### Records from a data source
____________________

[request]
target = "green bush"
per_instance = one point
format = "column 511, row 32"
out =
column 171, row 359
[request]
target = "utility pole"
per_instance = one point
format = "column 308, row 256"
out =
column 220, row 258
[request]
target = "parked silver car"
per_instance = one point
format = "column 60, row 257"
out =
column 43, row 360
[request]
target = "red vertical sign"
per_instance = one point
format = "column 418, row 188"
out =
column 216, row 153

____________________

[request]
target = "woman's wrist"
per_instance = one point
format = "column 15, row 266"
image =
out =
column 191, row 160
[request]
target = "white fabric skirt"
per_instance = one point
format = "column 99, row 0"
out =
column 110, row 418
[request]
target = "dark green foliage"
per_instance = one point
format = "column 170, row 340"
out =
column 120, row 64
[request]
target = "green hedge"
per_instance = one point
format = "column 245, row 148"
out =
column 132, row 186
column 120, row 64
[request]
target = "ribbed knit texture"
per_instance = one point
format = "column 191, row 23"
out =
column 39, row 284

____________________

### Work required
Check every line above for the word "target" and copy those that have it.

### Result
target = "green bush"
target = "utility pole"
target = "parked silver car"
target = "red vertical sign"
target = "woman's wrist"
target = "white fabric skirt"
target = "dark green foliage"
target = "green hedge"
target = "ribbed knit texture"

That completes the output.